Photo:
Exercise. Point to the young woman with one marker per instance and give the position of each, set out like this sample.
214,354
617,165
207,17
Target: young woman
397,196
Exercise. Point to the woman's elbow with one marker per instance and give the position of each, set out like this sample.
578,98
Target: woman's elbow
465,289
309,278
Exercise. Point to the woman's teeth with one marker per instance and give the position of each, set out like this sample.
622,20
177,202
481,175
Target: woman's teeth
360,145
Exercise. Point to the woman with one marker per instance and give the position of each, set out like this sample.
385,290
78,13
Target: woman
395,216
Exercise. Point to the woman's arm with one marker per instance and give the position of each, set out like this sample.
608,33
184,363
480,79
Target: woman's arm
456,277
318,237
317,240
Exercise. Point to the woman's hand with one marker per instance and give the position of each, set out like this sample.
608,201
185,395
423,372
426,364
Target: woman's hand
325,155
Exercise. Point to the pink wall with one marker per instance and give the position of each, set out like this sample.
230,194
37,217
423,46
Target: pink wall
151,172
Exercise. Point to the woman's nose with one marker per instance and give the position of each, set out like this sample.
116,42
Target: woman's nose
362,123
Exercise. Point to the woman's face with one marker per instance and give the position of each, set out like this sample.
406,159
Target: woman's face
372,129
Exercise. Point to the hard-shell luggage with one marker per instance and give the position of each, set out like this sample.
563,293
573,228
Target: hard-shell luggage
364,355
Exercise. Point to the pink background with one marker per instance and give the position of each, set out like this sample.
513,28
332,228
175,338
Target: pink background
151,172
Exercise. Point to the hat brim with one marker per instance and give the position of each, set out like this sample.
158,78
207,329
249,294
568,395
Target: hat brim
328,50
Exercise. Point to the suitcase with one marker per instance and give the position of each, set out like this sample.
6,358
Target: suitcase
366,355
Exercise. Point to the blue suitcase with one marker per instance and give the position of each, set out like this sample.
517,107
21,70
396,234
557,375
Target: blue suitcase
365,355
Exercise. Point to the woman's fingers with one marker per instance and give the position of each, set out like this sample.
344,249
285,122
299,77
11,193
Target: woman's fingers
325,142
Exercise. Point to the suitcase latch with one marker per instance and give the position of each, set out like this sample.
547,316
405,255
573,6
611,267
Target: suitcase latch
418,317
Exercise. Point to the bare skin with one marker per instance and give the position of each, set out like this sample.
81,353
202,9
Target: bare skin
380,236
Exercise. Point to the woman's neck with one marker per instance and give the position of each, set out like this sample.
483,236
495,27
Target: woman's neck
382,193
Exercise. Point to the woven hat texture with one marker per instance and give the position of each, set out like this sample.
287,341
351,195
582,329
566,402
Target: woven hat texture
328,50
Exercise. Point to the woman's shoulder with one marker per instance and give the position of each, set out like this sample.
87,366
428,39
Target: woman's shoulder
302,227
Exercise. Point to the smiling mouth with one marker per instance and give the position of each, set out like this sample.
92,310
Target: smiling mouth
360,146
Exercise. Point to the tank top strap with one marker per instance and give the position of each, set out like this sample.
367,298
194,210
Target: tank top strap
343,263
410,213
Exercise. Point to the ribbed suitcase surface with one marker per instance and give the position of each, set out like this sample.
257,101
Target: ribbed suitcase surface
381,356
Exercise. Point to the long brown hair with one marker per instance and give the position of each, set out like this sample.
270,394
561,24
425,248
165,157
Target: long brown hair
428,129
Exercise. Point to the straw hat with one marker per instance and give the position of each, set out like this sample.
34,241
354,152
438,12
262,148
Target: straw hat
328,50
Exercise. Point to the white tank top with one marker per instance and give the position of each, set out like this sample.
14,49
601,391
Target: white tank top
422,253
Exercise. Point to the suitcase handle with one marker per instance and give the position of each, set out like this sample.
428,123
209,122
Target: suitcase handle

TASK -
All of the entries must be written out exactly as they stand.

RESULT FOR THIS EXERCISE -
Photo:
Exercise. Point to the young woman with one marker per instance and give the position of each, set out like this sample.
214,354
617,165
207,17
Target: young woman
397,196
Exercise. Point to the woman's elbow with one marker per instance and give the position of each, set out like this sample.
578,98
Target: woman's elbow
465,289
309,278
Exercise. Point to the woman's teeth with one marker per instance and give the position of each, set out like this sample.
622,20
177,202
481,175
Target: woman's teeth
360,145
Exercise. Point to the woman with one marker per instance and give the position of each, set out like this sample.
385,290
78,13
Target: woman
395,216
Exercise. Point to the woman's arm with one marker per instance and give the position of each, set out like this sample.
608,33
184,363
480,79
Target: woman's arm
456,277
318,237
317,240
Exercise. Point to the woman's hand with one marker per instance and give the position of each, set out like this sample.
608,201
185,395
423,372
426,364
Target: woman's hand
325,155
Exercise. Point to the pink wall with one marker per instance and give the position of each, set out like this sample.
230,194
37,217
423,46
Target: pink wall
151,172
Exercise. Point to the woman's nose with one marker per instance and give the position of each, set out like this sample.
116,42
Target: woman's nose
362,123
Exercise. Point to the woman's face with one marker per instance and give the position of each, set out like this sample.
406,159
Target: woman's face
372,129
Exercise. Point to the hard-shell luggage with one marker per instance and give the position of each, set out like this sample.
563,293
573,228
Target: hard-shell luggage
364,355
Exercise. Point to the pink background with one marker per instance and give the position of each, set out like this sample.
513,28
332,228
175,338
Target: pink background
151,172
Exercise. Point to the hat brim with one marker per instance and give the position of each, set out like this sample.
158,78
207,329
249,294
568,395
Target: hat brim
328,50
Exercise. Point to the suitcase with one marker per instance and give the position of each, set out like this sample.
6,358
Target: suitcase
366,355
Exercise. Point to the blue suitcase with one marker per instance and give the position of each, set out like this sample.
517,107
21,70
396,234
557,375
Target: blue suitcase
365,355
Exercise. Point to the woman's fingers with one marker per instance and give the position of each, set out like this sample.
344,249
285,122
299,77
11,193
Target: woman's fingers
325,142
Exercise. Point to the suitcase latch with one marker per instance and give the position of each, set out like this sample.
547,316
405,255
573,6
611,267
Target: suitcase latch
418,317
Exercise. Point to the bare skin with one marker per instance and give the position of each, set out like this sample.
81,353
202,9
Target: bare skin
380,236
Exercise. Point to the woman's neck with one marker per instance and give the position of each, set out like this sample.
483,236
495,27
Target: woman's neck
382,193
Exercise. Point to the woven hat texture with one marker per instance and give the position of each, set out like this sample.
287,341
351,195
582,329
566,402
Target: woven hat texture
328,50
Exercise. Point to the woman's shoulder with one marker per instance and give the position of each, set out like this sample.
87,366
428,39
Target: woman's shoulder
302,227
Exercise. Point to the smiling mouth with one marker per instance and give the position of each, set out like this sample.
92,310
Target: smiling mouth
360,146
Exercise. Point to the tank top strap with one marker per instance and give the position of each, set out like this sample.
367,298
194,210
Target: tank top strap
343,263
410,213
Exercise. Point to the ribbed suitcase surface with one marker per instance and give the position of each, set out like this sample.
257,101
Target: ribbed suitcase surface
381,356
Exercise. Point to the long brown hair with one marker per instance and give the position of each, set out like this sample.
270,394
561,24
425,248
165,157
Target: long brown hair
428,129
Exercise. Point to the straw hat with one marker per instance and give the position of each, set out like this sample.
34,241
354,152
438,12
262,148
Target: straw hat
328,50
Exercise. Point to the white tank top with one marker per instance and give the position of each, set out like this sample.
14,49
601,391
Target: white tank top
422,253
Exercise. Point to the suitcase handle with one marker per instance and give the position of each, set out like this sample.
428,123
209,122
Target: suitcase handle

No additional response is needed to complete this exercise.